**WRITTEN TASK**
Put every line of the items below into a JSON list of strings, one string per line and no blank lines. Begin at the line that contains "For full credit, report the exact bounding box of the dense" and stop after the last line of the items.

**WORKING DATA**
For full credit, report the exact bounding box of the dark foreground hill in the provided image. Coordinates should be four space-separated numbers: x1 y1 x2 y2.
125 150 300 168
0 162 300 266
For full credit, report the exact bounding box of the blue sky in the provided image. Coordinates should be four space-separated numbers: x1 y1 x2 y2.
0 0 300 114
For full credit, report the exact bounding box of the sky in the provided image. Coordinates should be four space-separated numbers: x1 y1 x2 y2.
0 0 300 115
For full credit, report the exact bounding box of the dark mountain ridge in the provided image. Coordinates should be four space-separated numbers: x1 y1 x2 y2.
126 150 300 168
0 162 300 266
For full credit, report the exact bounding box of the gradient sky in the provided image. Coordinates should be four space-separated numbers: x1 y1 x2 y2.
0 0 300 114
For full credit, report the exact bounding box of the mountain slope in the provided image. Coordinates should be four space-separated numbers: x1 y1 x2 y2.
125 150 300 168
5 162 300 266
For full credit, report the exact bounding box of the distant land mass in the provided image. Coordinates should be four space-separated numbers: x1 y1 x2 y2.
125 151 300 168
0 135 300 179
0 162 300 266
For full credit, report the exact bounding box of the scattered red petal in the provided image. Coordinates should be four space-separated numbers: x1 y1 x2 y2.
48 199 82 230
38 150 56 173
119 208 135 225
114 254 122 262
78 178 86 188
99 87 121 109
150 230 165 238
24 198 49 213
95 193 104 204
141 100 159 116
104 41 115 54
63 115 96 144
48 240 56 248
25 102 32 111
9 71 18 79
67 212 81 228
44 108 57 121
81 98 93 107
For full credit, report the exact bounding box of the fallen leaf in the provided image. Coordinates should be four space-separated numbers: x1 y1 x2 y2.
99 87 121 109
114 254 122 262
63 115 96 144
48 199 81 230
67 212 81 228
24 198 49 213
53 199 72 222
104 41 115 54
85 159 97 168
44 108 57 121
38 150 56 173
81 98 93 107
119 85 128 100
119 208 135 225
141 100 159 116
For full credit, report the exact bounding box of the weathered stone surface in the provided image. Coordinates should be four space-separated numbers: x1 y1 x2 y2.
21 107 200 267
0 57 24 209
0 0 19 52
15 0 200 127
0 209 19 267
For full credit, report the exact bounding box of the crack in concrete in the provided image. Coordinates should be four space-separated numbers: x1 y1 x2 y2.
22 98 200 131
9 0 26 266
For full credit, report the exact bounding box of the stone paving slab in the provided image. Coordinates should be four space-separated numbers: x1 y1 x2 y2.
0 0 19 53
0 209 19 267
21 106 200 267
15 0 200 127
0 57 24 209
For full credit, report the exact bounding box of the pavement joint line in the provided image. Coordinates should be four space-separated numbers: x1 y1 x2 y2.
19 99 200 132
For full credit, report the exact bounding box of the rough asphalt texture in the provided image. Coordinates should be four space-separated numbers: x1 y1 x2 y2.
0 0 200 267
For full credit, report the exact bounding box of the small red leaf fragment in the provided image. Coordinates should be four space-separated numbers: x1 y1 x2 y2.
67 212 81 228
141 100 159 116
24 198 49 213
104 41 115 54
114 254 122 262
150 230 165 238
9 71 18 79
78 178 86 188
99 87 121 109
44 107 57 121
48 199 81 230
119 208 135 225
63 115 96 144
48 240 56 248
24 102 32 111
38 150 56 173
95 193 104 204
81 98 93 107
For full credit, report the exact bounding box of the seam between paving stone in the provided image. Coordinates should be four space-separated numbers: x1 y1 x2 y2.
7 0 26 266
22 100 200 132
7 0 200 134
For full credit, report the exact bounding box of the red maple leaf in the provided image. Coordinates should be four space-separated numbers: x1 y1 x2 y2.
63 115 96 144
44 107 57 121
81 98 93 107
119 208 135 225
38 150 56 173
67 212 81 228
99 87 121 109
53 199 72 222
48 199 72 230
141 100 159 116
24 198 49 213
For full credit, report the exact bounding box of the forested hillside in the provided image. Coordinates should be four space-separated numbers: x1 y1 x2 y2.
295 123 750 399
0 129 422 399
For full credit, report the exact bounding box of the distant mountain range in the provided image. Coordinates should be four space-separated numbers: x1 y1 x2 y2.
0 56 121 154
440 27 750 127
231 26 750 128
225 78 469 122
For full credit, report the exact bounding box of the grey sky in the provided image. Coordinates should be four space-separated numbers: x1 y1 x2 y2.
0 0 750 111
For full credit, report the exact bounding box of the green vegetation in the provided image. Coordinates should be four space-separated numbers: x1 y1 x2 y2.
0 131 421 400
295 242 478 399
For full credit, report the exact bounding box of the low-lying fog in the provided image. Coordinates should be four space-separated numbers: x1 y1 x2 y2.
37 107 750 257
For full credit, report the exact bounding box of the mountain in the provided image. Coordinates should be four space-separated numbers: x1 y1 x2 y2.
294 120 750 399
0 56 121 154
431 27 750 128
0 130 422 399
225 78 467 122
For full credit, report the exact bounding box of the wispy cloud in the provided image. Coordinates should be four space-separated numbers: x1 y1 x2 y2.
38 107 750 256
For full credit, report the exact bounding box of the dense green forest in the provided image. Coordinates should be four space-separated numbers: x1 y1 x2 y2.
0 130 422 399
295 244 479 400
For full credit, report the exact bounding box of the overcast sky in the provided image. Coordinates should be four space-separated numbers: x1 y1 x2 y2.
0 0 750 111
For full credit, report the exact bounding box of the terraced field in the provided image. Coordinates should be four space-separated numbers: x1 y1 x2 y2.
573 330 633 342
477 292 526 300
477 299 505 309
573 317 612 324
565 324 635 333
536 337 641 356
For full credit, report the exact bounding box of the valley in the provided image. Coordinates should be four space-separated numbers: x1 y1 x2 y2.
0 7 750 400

**RESPONSE BELOW**
[
  "For full credit, report the exact bounding box of the dense green forest in the provided image. Coordinates should be four space-separated numbers: x1 y1 x2 y2.",
  "0 130 422 399",
  "295 244 479 400",
  "For full credit, report the exact bounding box of the overcast sky in the provided image. Coordinates should be four space-separated numbers: x1 y1 x2 y2.",
  "0 0 750 111",
  "For full credit, report the exact bounding box of the terraced field in the provided image. Coordinates should be four space-separated numbers: x1 y1 x2 y2.",
  "573 330 633 342",
  "477 292 526 300",
  "477 299 505 309",
  "573 317 612 324",
  "565 324 635 333",
  "536 337 641 356",
  "For full credit, report the exact bounding box of the valley in the provided image. Coordinates should be four space-separated numbers: x1 y1 x2 y2.",
  "0 7 750 400"
]